_Required task 1_
Write out the stretch of the passage on demand and price from "The key idea" through "or demand curve.".

_Page extract_
※ ※ ※
The key idea is that demand is not just one number. It is a relationship between price and quantity demanded. For example, if the price of bottled water falls, more people may buy it. If the price rises, fewer people may buy it. This relationship is usually shown by a demand schedule or demand curve.
A demand schedule is a table that shows how much of a good people would buy at different prices. A demand curve is a graph that usually slopes downward from left to right. The downward slope reflects the law of demand, which states that, other things being equal, when the price of a good falls, quantity demanded rises, and when the price rises, quantity demanded falls.
Why does this happen? There are two main reasons. First, the substitution effect: when the price of one good rises, consumers may switch to a cheaper alternative. For example, if chicken becomes expensive, some people may buy more eggs or beans instead. Second, the income effect: when the price of a good falls, consumers can afford more with their income, so they may buy more of it.
Price: the signal in the market 💡
Price is the amount of money paid for a good or service. In microeconomics, price is more than just a label on a product. It acts as a signal. It tells consumers how costly a choice is and tells producers how valuable a product may be in the market.
※ ※ ※
_Required task 2_
Gather every line of the records below that contains the string "eyelash", treating uppercase and lowercase letters as different.

_Material for this exercise_
※ ※ ※
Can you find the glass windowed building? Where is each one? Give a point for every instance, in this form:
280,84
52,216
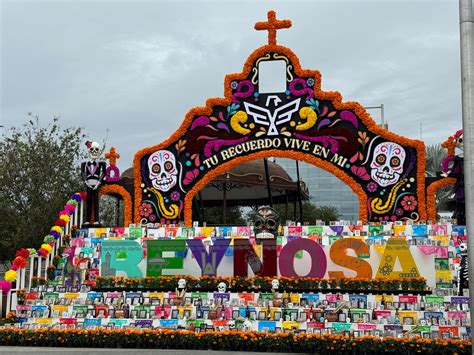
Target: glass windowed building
324,188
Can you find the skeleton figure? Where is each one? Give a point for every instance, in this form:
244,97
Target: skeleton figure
93,175
463,270
387,163
180,292
221,287
163,171
453,166
266,223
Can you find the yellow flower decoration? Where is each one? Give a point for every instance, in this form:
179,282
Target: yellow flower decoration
236,121
10,276
306,113
57,229
47,247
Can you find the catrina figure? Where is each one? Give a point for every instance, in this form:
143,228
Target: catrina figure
93,175
266,223
463,270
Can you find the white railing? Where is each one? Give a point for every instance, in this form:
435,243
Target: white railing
38,266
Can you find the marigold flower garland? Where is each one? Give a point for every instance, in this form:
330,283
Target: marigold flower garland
22,255
230,340
333,96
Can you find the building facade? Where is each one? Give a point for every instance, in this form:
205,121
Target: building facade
324,188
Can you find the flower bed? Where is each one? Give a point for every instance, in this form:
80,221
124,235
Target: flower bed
262,283
230,340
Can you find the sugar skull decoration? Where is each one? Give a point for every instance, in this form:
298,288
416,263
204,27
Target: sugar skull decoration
266,223
181,284
221,287
93,175
387,163
163,171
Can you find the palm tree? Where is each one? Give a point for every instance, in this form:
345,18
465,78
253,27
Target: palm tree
434,158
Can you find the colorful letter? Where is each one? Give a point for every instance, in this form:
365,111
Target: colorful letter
121,255
209,261
155,260
287,256
338,255
245,255
397,248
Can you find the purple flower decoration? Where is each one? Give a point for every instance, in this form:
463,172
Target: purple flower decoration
372,186
175,196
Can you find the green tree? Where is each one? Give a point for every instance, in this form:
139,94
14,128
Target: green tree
311,213
434,158
214,215
39,171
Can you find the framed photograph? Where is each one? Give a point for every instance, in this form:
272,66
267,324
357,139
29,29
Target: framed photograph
174,314
342,317
253,315
199,313
235,314
303,316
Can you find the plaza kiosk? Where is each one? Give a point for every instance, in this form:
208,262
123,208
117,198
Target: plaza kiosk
389,274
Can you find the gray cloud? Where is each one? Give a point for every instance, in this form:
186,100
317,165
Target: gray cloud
136,68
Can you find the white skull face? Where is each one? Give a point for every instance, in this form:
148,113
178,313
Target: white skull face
221,287
94,150
462,245
460,143
163,170
181,283
387,163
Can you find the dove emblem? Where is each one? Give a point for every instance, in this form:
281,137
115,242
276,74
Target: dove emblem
264,117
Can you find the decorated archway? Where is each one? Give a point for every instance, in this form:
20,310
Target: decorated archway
295,119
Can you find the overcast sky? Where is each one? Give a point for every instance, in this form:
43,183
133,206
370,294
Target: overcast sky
136,67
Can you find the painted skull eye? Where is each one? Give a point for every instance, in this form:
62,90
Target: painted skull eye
271,223
155,168
395,161
380,159
168,166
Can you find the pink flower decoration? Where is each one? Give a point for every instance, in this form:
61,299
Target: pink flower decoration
145,209
5,286
175,195
409,203
361,172
372,186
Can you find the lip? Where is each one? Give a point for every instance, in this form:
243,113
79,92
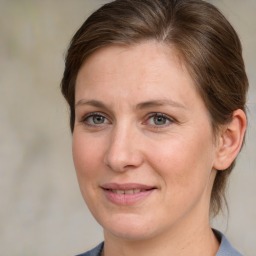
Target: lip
128,193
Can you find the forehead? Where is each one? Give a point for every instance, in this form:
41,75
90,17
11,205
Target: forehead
145,70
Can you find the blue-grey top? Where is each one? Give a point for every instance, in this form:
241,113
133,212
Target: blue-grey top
225,249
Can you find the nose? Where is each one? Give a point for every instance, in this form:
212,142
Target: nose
124,151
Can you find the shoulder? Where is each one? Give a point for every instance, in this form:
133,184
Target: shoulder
226,249
94,252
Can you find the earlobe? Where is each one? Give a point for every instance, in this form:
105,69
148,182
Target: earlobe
230,140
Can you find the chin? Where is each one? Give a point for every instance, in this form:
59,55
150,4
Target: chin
131,228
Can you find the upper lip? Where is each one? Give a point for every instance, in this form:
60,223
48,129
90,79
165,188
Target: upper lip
126,186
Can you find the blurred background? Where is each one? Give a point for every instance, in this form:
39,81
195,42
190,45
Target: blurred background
41,209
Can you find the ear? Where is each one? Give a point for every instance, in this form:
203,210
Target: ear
230,140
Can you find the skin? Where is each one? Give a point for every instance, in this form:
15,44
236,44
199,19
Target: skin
120,136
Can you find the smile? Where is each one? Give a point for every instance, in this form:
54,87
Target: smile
130,191
127,194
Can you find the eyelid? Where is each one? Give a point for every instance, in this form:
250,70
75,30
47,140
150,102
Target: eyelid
91,114
169,118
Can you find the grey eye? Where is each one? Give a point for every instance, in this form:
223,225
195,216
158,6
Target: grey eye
159,120
98,119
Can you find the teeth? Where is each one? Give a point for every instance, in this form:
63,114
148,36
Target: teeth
119,191
130,191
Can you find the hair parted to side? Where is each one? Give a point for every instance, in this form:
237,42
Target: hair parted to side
206,42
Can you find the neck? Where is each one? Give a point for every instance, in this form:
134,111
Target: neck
196,240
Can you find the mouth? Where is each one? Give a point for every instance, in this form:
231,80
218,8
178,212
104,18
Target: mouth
129,191
126,194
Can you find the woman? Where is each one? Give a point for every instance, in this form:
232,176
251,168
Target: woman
157,93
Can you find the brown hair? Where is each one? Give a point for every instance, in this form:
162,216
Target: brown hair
205,40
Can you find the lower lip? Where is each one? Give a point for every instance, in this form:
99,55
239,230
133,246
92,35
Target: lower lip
126,199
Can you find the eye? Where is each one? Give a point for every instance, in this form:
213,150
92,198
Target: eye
159,119
95,119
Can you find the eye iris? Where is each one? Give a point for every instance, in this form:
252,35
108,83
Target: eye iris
159,120
98,119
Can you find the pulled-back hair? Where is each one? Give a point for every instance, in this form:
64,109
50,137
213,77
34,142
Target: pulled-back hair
201,35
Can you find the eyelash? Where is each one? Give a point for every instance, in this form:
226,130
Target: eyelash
94,114
167,118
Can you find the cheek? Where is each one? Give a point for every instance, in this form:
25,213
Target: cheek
86,156
184,162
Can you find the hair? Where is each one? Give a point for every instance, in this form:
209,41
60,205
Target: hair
202,37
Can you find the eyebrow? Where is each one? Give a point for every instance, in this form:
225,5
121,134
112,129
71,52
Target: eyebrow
142,105
156,103
94,103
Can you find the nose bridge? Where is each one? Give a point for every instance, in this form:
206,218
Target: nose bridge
123,151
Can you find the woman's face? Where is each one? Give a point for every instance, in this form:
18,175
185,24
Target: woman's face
143,146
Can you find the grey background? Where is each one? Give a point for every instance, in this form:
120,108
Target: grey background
41,209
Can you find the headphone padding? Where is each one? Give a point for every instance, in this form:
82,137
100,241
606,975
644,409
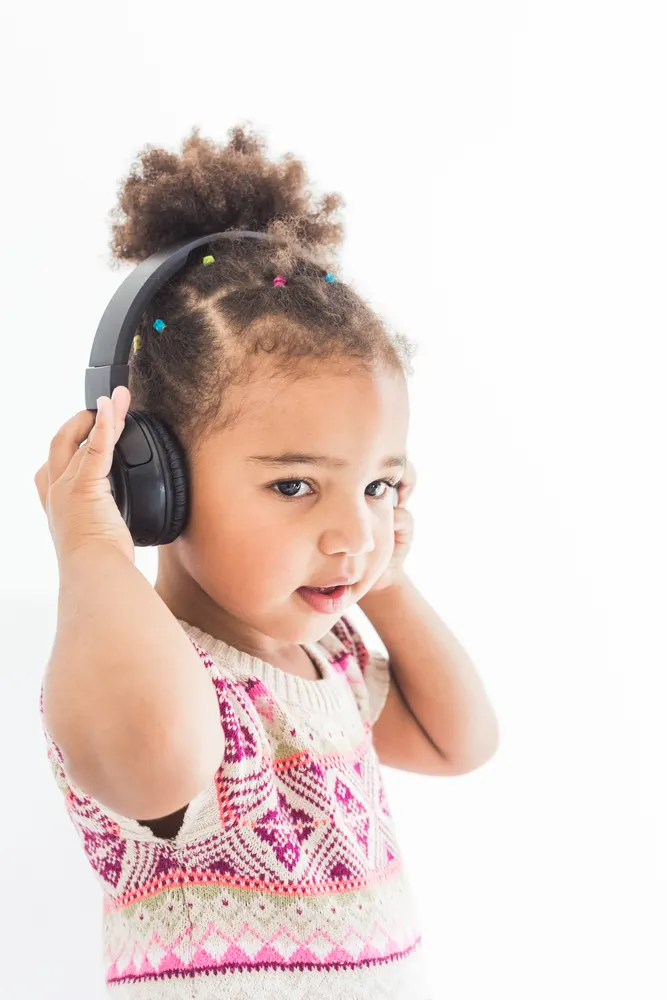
※ ※ ※
_Expected answer 1_
The key idea is that demand is not just one number. It is a relationship between price and quantity demanded. For example, if the price of bottled water falls, more people may buy it. If the price rises, fewer people may buy it. This relationship is usually shown by a demand schedule or demand curve.

_Expected answer 2_
Can you find the eyelash? Where is each one? Give a point for every instance, in this form:
Target: eyelash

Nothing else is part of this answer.